Saved entries:
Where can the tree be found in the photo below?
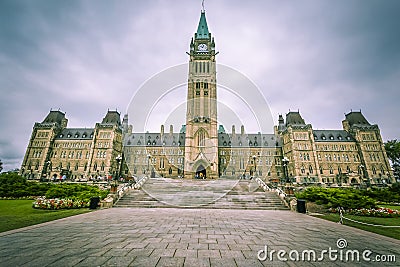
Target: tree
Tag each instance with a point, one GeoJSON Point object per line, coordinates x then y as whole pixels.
{"type": "Point", "coordinates": [392, 148]}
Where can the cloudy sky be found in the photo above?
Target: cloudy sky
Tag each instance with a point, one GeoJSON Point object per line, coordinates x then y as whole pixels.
{"type": "Point", "coordinates": [321, 57]}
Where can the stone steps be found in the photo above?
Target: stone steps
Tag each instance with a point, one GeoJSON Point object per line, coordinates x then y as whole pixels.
{"type": "Point", "coordinates": [212, 194]}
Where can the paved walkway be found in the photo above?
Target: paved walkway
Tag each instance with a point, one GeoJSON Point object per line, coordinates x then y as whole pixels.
{"type": "Point", "coordinates": [187, 237]}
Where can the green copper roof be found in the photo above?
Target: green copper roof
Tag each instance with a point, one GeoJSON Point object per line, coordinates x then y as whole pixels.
{"type": "Point", "coordinates": [202, 30]}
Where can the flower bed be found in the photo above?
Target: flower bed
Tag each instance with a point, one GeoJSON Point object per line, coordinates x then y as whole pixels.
{"type": "Point", "coordinates": [56, 204]}
{"type": "Point", "coordinates": [379, 212]}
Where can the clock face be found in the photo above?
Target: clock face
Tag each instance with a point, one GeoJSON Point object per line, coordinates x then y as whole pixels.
{"type": "Point", "coordinates": [202, 47]}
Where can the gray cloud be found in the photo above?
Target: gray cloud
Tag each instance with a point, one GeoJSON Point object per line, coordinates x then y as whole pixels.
{"type": "Point", "coordinates": [322, 57]}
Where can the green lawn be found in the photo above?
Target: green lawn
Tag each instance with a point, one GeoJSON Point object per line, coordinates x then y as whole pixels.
{"type": "Point", "coordinates": [390, 232]}
{"type": "Point", "coordinates": [389, 206]}
{"type": "Point", "coordinates": [19, 213]}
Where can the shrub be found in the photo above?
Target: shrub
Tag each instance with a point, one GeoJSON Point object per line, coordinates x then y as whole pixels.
{"type": "Point", "coordinates": [337, 197]}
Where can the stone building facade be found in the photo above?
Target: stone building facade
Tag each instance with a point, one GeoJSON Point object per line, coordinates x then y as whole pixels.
{"type": "Point", "coordinates": [293, 152]}
{"type": "Point", "coordinates": [55, 150]}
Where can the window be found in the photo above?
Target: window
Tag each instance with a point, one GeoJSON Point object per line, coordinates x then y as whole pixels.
{"type": "Point", "coordinates": [201, 138]}
{"type": "Point", "coordinates": [303, 170]}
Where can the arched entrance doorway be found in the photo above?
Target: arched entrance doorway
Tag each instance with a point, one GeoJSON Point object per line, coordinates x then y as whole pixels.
{"type": "Point", "coordinates": [201, 172]}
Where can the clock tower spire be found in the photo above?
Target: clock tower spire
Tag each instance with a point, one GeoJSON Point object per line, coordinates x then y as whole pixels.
{"type": "Point", "coordinates": [201, 141]}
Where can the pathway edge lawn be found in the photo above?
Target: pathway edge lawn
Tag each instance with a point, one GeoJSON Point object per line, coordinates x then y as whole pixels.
{"type": "Point", "coordinates": [15, 214]}
{"type": "Point", "coordinates": [389, 232]}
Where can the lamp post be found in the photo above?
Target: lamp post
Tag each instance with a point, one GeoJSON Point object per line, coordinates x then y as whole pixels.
{"type": "Point", "coordinates": [285, 162]}
{"type": "Point", "coordinates": [255, 165]}
{"type": "Point", "coordinates": [148, 162]}
{"type": "Point", "coordinates": [118, 159]}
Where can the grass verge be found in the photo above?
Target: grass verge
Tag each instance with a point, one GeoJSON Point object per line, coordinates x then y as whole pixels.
{"type": "Point", "coordinates": [16, 214]}
{"type": "Point", "coordinates": [386, 231]}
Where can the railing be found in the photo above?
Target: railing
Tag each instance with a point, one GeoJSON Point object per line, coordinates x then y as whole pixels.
{"type": "Point", "coordinates": [262, 184]}
{"type": "Point", "coordinates": [140, 182]}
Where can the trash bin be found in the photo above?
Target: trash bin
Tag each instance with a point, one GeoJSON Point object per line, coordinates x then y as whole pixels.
{"type": "Point", "coordinates": [94, 203]}
{"type": "Point", "coordinates": [301, 206]}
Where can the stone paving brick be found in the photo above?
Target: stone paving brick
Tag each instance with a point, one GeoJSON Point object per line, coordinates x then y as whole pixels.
{"type": "Point", "coordinates": [157, 245]}
{"type": "Point", "coordinates": [202, 253]}
{"type": "Point", "coordinates": [186, 253]}
{"type": "Point", "coordinates": [66, 261]}
{"type": "Point", "coordinates": [239, 247]}
{"type": "Point", "coordinates": [248, 262]}
{"type": "Point", "coordinates": [223, 262]}
{"type": "Point", "coordinates": [93, 261]}
{"type": "Point", "coordinates": [197, 262]}
{"type": "Point", "coordinates": [178, 245]}
{"type": "Point", "coordinates": [145, 261]}
{"type": "Point", "coordinates": [119, 261]}
{"type": "Point", "coordinates": [140, 252]}
{"type": "Point", "coordinates": [117, 252]}
{"type": "Point", "coordinates": [218, 246]}
{"type": "Point", "coordinates": [144, 236]}
{"type": "Point", "coordinates": [237, 254]}
{"type": "Point", "coordinates": [170, 262]}
{"type": "Point", "coordinates": [198, 246]}
{"type": "Point", "coordinates": [163, 252]}
{"type": "Point", "coordinates": [208, 241]}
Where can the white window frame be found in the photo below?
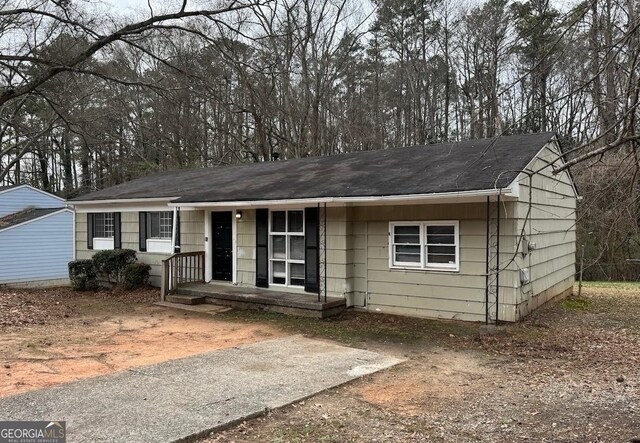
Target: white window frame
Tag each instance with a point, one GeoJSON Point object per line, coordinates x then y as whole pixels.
{"type": "Point", "coordinates": [160, 245]}
{"type": "Point", "coordinates": [287, 261]}
{"type": "Point", "coordinates": [423, 265]}
{"type": "Point", "coordinates": [105, 243]}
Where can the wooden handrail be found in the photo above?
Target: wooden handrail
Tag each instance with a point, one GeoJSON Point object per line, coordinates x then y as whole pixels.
{"type": "Point", "coordinates": [179, 268]}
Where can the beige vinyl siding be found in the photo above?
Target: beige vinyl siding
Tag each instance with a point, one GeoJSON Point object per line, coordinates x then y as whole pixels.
{"type": "Point", "coordinates": [191, 237]}
{"type": "Point", "coordinates": [551, 226]}
{"type": "Point", "coordinates": [425, 293]}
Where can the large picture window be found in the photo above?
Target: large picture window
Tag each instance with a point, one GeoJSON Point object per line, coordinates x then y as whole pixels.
{"type": "Point", "coordinates": [286, 234]}
{"type": "Point", "coordinates": [424, 245]}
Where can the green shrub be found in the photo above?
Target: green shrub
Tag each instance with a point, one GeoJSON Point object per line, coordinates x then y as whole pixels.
{"type": "Point", "coordinates": [111, 263]}
{"type": "Point", "coordinates": [82, 274]}
{"type": "Point", "coordinates": [135, 275]}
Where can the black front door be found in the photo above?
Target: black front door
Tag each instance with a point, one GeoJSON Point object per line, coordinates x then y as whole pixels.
{"type": "Point", "coordinates": [222, 245]}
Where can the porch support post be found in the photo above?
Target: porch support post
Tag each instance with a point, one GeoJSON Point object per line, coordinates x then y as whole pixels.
{"type": "Point", "coordinates": [174, 229]}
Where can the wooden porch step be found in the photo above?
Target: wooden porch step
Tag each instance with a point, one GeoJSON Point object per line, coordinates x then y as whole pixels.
{"type": "Point", "coordinates": [184, 299]}
{"type": "Point", "coordinates": [304, 305]}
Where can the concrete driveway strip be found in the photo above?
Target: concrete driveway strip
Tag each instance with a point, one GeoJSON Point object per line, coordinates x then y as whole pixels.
{"type": "Point", "coordinates": [186, 397]}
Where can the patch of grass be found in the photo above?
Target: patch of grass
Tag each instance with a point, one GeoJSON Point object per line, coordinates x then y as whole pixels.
{"type": "Point", "coordinates": [629, 285]}
{"type": "Point", "coordinates": [352, 327]}
{"type": "Point", "coordinates": [576, 304]}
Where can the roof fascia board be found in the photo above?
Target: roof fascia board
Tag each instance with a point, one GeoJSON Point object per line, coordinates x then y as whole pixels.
{"type": "Point", "coordinates": [48, 194]}
{"type": "Point", "coordinates": [515, 184]}
{"type": "Point", "coordinates": [337, 201]}
{"type": "Point", "coordinates": [36, 219]}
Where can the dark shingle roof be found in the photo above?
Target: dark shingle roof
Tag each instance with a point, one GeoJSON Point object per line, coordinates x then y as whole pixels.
{"type": "Point", "coordinates": [25, 215]}
{"type": "Point", "coordinates": [446, 167]}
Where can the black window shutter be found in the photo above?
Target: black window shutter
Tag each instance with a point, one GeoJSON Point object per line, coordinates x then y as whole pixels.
{"type": "Point", "coordinates": [177, 221]}
{"type": "Point", "coordinates": [90, 223]}
{"type": "Point", "coordinates": [262, 248]}
{"type": "Point", "coordinates": [312, 250]}
{"type": "Point", "coordinates": [117, 233]}
{"type": "Point", "coordinates": [142, 231]}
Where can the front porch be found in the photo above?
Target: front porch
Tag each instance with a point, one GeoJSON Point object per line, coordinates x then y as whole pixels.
{"type": "Point", "coordinates": [304, 305]}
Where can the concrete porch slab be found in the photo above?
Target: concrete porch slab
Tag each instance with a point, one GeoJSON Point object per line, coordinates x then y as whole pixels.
{"type": "Point", "coordinates": [192, 396]}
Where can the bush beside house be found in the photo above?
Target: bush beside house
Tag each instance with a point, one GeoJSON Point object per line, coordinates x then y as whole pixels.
{"type": "Point", "coordinates": [117, 266]}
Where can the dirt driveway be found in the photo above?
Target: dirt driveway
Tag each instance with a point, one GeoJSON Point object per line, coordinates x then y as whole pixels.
{"type": "Point", "coordinates": [569, 373]}
{"type": "Point", "coordinates": [55, 336]}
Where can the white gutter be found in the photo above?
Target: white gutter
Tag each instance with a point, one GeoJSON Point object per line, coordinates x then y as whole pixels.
{"type": "Point", "coordinates": [344, 200]}
{"type": "Point", "coordinates": [122, 201]}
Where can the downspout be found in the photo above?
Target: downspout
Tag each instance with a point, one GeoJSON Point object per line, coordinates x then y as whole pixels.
{"type": "Point", "coordinates": [498, 260]}
{"type": "Point", "coordinates": [325, 252]}
{"type": "Point", "coordinates": [174, 229]}
{"type": "Point", "coordinates": [486, 275]}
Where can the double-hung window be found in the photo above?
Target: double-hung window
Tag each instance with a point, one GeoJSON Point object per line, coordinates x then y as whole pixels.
{"type": "Point", "coordinates": [103, 230]}
{"type": "Point", "coordinates": [160, 225]}
{"type": "Point", "coordinates": [424, 245]}
{"type": "Point", "coordinates": [103, 225]}
{"type": "Point", "coordinates": [159, 230]}
{"type": "Point", "coordinates": [286, 234]}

:: Objective ::
Render the lines of the material above as a numbered list, from the line containing "Where can the double-hung" through the end of the material, and leave out any blank lines.

:: Correct result ::
1. Where can the double-hung window be found in the photo above?
2. Target: double-hung window
3. Tag each instance with a point, one GeoJSON Point object per line, coordinates x then y as whole pixels.
4. {"type": "Point", "coordinates": [103, 230]}
5. {"type": "Point", "coordinates": [160, 225]}
6. {"type": "Point", "coordinates": [424, 245]}
7. {"type": "Point", "coordinates": [103, 225]}
8. {"type": "Point", "coordinates": [159, 230]}
9. {"type": "Point", "coordinates": [286, 234]}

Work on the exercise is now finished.